# Can wethers have alfalfa hay free choice and pellets?



## DaGoatandPugLady (Nov 19, 2018)

I posted a thread earlier asking what type of hay everyone eats. Trying to find Orchard grass in my area but seems difficult to find. Alfalfa hay may be easier. Can I feed them hay and a small amount of alfalfa pellets. Or is that way too much calcium? I use the pellets with some molasses to give them their herbal dewormer and feed coastal hay now.


----------



## ksalvagno (Oct 6, 2009)

Alfalfa pellets are fine.


----------



## DaGoatandPugLady (Nov 19, 2018)

ksalvagno said:


> Alfalfa pellets are fine.


They already eat alfalfa pellets. Can their free choice hay also be alfalfa? Or is that just alfalfa overkill and too much calcium? They barely nibble at their coastal hay I leave out free choice.


----------



## healthyishappy (Mar 6, 2019)

I think that's alfalfa overkill.


----------



## mariarose (Oct 23, 2014)

Why are you wanting to move away from the coastal hay? Are you having trouble finding hay that isn't moldy, etc?

I wouldn't go to only alfalfa hay and pellets if I had any choice, in part because of running into zinc problems. But mixing the alfalfa and the coastal sounds like a good idea.

Examination of the link between all-alfalfa and zinc deficiency
https://thriftyhomesteader.com/zinc-deficiency-goats/


----------



## toth boer goats (Jul 20, 2008)

:up:


----------



## NigerianDwarfOwner707 (May 17, 2018)

You’d be dealing with both mineral deficiency problems and urinary problems from too much calcium.

Especially since I believe you mentioned you had hard water as well?

I would do alfalfa pellets and grass hay or coastal hay. Either is fine.

If you have hard water, please please please add raw apple cider vinegar to the buckets!! This will help balance out the calcium.

Mixing alfalfa and coastal is still a bit high in calcium with pellets and hard water.

May I ask why you want to give alfalfa pellets? It’s really not necessary and if you take them away you can more safely introduce a mix of alfalfa and coastal.


----------



## DaGoatandPugLady (Nov 19, 2018)

mariarose said:


> Why are you wanting to move away from the coastal hay? Are you having trouble finding hay that isn't moldy, etc?
> 
> I wouldn't go to only alfalfa hay and pellets if I had any choice, in part because of running into zinc problems. But mixing the alfalfa and the coastal sounds like a good idea.
> 
> ...


They just barely eat the coastal hay. I filled their hay feeder a week ago and they haven't touched it except a nibble here or there. It looks good, no mold or dust. I feed them alfalfa pellets in the evening. I wonder if I should mix alfalfa hay with the coastal hay? Or would they just pick the alfalfa hay out of it? lol.


----------



## NigerianDwarfOwner707 (May 17, 2018)
============================================================
◆ TASK ITEM A: Copy the goat feed thread starting at "Mixing alfalfa and" and ending at "alfalfa and coastal.", renaming "coastal" to "timothy" throughout.
◆ TASK ITEM B: Using the goat feed thread, decide whether each statement agrees with it, answering yes or no and quoting the deciding words: (i) ksalvagno said alfalfa pellets are fine. (ii) DaGoatandPugLady reported that the coastal hay in the feeder was moldy. (iii) NigerianDwarfOwner707 advised adding raw apple cider vinegar to the buckets if the water is hard.
The records have no connection to the goat feed thread.

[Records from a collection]
============================================================
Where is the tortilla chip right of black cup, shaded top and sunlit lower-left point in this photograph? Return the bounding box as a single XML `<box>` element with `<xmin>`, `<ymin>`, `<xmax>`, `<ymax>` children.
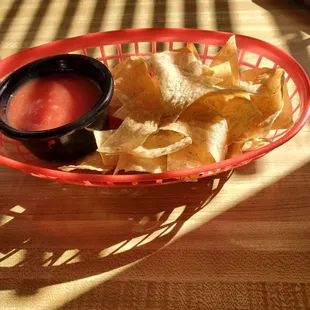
<box><xmin>98</xmin><ymin>111</ymin><xmax>160</xmax><ymax>154</ymax></box>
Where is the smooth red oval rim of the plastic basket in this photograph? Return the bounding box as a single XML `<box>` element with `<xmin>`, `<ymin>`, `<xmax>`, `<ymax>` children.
<box><xmin>0</xmin><ymin>28</ymin><xmax>310</xmax><ymax>184</ymax></box>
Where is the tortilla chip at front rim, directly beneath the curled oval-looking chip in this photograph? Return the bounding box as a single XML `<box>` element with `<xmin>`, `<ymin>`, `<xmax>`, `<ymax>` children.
<box><xmin>114</xmin><ymin>154</ymin><xmax>167</xmax><ymax>174</ymax></box>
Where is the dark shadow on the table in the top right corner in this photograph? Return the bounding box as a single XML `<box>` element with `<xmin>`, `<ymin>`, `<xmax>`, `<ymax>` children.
<box><xmin>252</xmin><ymin>0</ymin><xmax>310</xmax><ymax>75</ymax></box>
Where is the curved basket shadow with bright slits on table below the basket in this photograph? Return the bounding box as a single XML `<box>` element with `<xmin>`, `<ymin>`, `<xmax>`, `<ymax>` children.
<box><xmin>0</xmin><ymin>171</ymin><xmax>230</xmax><ymax>295</ymax></box>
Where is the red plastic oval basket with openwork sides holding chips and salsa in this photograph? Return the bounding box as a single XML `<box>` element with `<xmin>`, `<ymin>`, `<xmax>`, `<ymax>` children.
<box><xmin>0</xmin><ymin>29</ymin><xmax>310</xmax><ymax>187</ymax></box>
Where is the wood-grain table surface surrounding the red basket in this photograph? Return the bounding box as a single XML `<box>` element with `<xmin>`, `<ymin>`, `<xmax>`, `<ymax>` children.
<box><xmin>0</xmin><ymin>0</ymin><xmax>310</xmax><ymax>309</ymax></box>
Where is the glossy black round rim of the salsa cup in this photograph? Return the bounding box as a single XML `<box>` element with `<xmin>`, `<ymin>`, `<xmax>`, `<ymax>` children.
<box><xmin>0</xmin><ymin>54</ymin><xmax>114</xmax><ymax>141</ymax></box>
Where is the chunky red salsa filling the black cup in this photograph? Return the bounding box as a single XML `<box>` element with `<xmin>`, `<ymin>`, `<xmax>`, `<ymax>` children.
<box><xmin>6</xmin><ymin>73</ymin><xmax>102</xmax><ymax>131</ymax></box>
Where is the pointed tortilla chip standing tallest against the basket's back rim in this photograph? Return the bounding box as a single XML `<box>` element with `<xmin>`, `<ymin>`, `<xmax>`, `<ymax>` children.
<box><xmin>210</xmin><ymin>36</ymin><xmax>240</xmax><ymax>86</ymax></box>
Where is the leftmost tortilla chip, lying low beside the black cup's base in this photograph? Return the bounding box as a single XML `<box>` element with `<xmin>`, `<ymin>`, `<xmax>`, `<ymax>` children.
<box><xmin>58</xmin><ymin>152</ymin><xmax>113</xmax><ymax>173</ymax></box>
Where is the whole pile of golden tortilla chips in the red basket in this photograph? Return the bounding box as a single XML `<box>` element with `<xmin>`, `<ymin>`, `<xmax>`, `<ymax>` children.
<box><xmin>59</xmin><ymin>36</ymin><xmax>293</xmax><ymax>174</ymax></box>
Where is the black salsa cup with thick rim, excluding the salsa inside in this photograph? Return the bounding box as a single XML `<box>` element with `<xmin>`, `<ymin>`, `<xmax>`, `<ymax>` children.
<box><xmin>0</xmin><ymin>54</ymin><xmax>113</xmax><ymax>162</ymax></box>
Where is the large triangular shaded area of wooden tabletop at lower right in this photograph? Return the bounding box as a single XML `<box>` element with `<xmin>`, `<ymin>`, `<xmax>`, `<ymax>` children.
<box><xmin>55</xmin><ymin>163</ymin><xmax>310</xmax><ymax>310</ymax></box>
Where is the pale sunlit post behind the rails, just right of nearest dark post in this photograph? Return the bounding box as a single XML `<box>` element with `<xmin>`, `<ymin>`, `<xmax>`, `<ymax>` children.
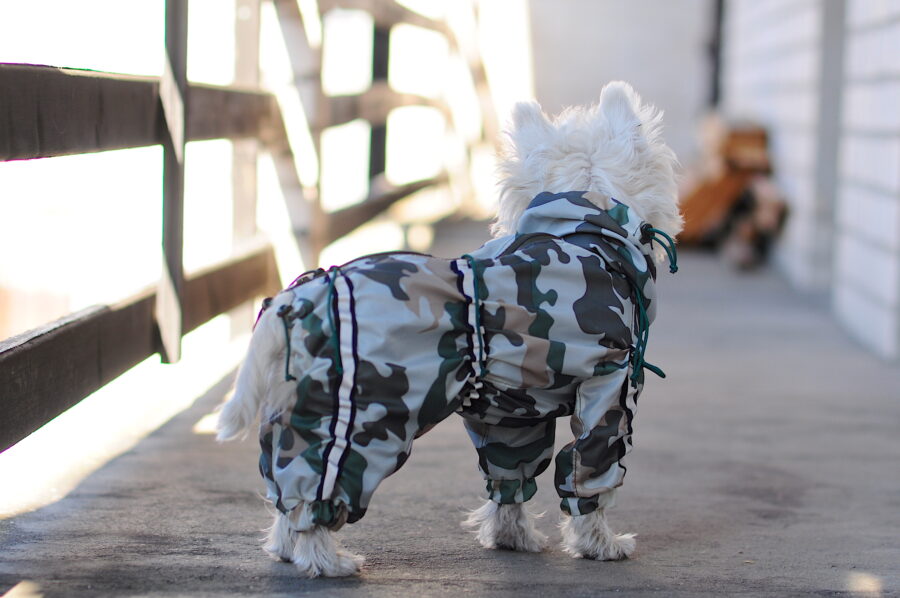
<box><xmin>229</xmin><ymin>0</ymin><xmax>260</xmax><ymax>336</ymax></box>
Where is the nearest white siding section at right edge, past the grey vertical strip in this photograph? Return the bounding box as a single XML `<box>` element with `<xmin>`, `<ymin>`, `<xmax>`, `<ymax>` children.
<box><xmin>833</xmin><ymin>0</ymin><xmax>900</xmax><ymax>358</ymax></box>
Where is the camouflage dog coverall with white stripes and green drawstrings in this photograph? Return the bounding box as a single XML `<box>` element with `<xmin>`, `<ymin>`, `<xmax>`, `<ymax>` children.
<box><xmin>260</xmin><ymin>192</ymin><xmax>674</xmax><ymax>529</ymax></box>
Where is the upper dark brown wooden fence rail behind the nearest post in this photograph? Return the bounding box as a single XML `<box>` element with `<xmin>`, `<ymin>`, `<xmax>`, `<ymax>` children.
<box><xmin>0</xmin><ymin>64</ymin><xmax>280</xmax><ymax>161</ymax></box>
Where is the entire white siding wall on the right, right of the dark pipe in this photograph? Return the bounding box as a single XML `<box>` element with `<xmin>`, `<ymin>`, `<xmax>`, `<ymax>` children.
<box><xmin>722</xmin><ymin>0</ymin><xmax>900</xmax><ymax>359</ymax></box>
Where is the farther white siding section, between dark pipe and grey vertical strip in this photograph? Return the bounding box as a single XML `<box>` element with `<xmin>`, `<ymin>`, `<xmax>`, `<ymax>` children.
<box><xmin>722</xmin><ymin>0</ymin><xmax>831</xmax><ymax>290</ymax></box>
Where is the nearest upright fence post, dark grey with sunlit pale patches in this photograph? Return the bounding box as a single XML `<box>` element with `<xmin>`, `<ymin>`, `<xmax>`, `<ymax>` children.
<box><xmin>155</xmin><ymin>0</ymin><xmax>188</xmax><ymax>363</ymax></box>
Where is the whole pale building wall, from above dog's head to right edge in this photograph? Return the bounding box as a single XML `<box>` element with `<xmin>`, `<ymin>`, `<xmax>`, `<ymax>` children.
<box><xmin>529</xmin><ymin>0</ymin><xmax>900</xmax><ymax>359</ymax></box>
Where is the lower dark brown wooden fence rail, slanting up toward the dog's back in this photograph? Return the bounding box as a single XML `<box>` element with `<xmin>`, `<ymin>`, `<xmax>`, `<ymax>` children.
<box><xmin>0</xmin><ymin>244</ymin><xmax>280</xmax><ymax>449</ymax></box>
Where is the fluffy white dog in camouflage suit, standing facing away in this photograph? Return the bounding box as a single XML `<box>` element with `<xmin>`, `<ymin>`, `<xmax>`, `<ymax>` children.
<box><xmin>218</xmin><ymin>82</ymin><xmax>682</xmax><ymax>577</ymax></box>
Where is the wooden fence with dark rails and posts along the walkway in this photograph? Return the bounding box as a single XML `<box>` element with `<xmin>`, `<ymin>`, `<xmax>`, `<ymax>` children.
<box><xmin>0</xmin><ymin>0</ymin><xmax>494</xmax><ymax>451</ymax></box>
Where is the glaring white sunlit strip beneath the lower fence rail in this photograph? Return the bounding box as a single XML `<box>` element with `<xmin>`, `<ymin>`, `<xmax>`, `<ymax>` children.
<box><xmin>0</xmin><ymin>316</ymin><xmax>249</xmax><ymax>519</ymax></box>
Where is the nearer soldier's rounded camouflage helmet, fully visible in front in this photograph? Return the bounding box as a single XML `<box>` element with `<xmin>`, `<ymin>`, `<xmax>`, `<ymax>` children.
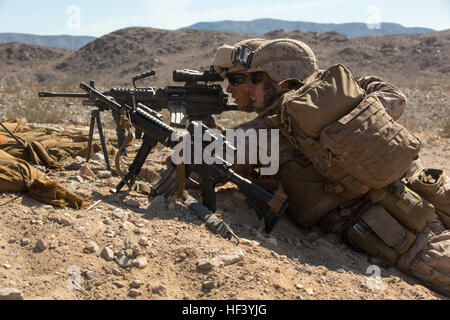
<box><xmin>247</xmin><ymin>39</ymin><xmax>318</xmax><ymax>82</ymax></box>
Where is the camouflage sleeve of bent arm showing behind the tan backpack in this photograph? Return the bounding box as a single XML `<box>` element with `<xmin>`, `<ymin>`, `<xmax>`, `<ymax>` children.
<box><xmin>358</xmin><ymin>76</ymin><xmax>406</xmax><ymax>120</ymax></box>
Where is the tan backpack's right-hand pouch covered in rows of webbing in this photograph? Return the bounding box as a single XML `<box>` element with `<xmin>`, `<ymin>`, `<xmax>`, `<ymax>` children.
<box><xmin>320</xmin><ymin>95</ymin><xmax>420</xmax><ymax>189</ymax></box>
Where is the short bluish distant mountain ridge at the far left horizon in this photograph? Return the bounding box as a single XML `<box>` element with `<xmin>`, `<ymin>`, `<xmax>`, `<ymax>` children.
<box><xmin>0</xmin><ymin>33</ymin><xmax>96</xmax><ymax>50</ymax></box>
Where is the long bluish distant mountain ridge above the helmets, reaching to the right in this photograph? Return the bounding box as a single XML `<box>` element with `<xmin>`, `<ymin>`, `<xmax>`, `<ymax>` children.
<box><xmin>181</xmin><ymin>19</ymin><xmax>435</xmax><ymax>38</ymax></box>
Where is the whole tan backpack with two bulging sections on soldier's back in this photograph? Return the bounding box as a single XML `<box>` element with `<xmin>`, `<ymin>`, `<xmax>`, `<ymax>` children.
<box><xmin>268</xmin><ymin>64</ymin><xmax>420</xmax><ymax>200</ymax></box>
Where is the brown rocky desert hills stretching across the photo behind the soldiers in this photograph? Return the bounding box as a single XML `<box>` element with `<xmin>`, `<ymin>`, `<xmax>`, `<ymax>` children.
<box><xmin>0</xmin><ymin>28</ymin><xmax>450</xmax><ymax>85</ymax></box>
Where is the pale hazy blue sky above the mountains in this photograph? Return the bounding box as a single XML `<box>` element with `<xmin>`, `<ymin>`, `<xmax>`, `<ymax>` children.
<box><xmin>0</xmin><ymin>0</ymin><xmax>450</xmax><ymax>37</ymax></box>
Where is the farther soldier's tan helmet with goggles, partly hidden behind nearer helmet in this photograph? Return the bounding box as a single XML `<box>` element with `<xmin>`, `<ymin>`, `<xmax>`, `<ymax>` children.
<box><xmin>212</xmin><ymin>38</ymin><xmax>268</xmax><ymax>76</ymax></box>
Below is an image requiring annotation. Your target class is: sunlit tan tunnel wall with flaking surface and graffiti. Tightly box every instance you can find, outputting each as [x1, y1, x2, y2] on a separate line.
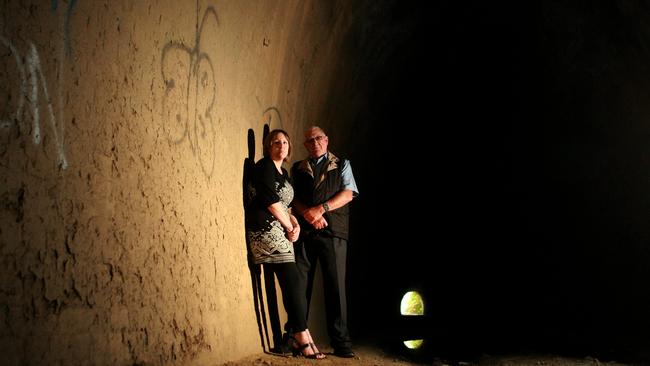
[0, 0, 362, 365]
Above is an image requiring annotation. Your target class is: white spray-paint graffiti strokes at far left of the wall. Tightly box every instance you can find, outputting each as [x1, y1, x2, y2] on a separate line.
[0, 36, 68, 169]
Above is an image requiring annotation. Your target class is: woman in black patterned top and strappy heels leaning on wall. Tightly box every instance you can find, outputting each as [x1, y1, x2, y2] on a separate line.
[246, 130, 325, 359]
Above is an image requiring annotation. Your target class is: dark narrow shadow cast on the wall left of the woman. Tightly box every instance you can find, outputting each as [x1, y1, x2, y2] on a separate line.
[242, 124, 282, 353]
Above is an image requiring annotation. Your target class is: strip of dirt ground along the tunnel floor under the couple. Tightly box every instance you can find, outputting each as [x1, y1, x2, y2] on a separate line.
[223, 346, 632, 366]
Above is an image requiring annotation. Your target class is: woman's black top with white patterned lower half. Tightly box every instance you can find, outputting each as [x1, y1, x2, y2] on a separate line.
[246, 157, 295, 264]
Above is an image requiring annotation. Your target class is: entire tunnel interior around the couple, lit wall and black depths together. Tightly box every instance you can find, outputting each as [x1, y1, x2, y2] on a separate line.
[0, 0, 650, 365]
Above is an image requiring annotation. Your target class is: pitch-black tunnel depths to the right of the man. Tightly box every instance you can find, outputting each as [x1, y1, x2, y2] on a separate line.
[348, 1, 650, 361]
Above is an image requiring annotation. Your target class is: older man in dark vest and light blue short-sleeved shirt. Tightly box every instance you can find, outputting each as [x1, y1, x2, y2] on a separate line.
[291, 126, 359, 358]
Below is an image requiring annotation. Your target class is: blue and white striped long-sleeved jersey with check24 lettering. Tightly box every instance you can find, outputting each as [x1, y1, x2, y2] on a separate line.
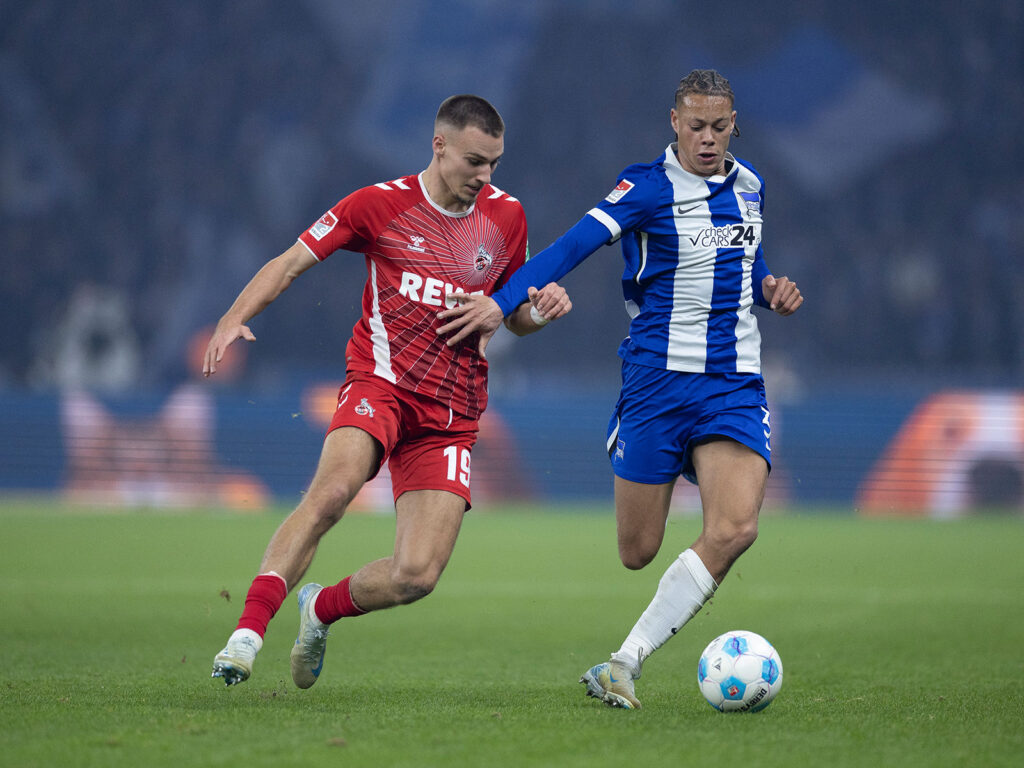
[493, 145, 769, 374]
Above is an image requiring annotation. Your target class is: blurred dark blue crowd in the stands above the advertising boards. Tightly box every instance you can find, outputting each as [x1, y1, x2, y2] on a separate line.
[0, 0, 1024, 391]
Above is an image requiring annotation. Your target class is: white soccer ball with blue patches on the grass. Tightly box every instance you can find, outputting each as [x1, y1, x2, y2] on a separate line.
[697, 630, 782, 712]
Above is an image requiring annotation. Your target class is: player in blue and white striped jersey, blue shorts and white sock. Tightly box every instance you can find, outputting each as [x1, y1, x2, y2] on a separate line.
[437, 70, 804, 709]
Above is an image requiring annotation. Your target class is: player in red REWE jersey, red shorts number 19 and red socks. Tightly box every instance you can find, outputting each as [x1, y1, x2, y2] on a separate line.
[204, 95, 571, 688]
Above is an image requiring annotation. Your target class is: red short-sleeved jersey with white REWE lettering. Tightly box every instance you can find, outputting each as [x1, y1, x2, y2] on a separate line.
[299, 175, 526, 419]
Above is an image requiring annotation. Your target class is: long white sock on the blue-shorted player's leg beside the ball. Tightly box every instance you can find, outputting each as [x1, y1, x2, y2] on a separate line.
[611, 549, 718, 678]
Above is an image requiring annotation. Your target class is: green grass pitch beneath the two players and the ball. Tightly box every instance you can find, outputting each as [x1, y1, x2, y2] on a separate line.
[0, 504, 1024, 768]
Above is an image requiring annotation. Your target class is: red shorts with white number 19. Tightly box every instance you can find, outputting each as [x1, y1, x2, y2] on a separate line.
[327, 373, 479, 509]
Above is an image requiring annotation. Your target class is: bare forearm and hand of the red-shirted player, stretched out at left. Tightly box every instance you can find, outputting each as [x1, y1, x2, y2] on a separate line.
[203, 242, 316, 376]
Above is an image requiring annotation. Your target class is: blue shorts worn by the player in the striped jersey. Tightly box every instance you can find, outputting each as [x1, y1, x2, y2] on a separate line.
============================================================
◆ REPLY A:
Mixing alfalfa and timothy is still a bit high in calcium with pellets and hard water.

May I ask why you want to give alfalfa pellets? It’s really not necessary and if you take them away you can more safely introduce a mix of alfalfa and timothy.

◆ REPLY B:
(i) Yes: "Alfalfa pellets are fine."
(ii) No: "It looks good, no mold or dust."
(iii) Yes: "If you have hard water, please please please add raw apple cider vinegar to the buckets!!"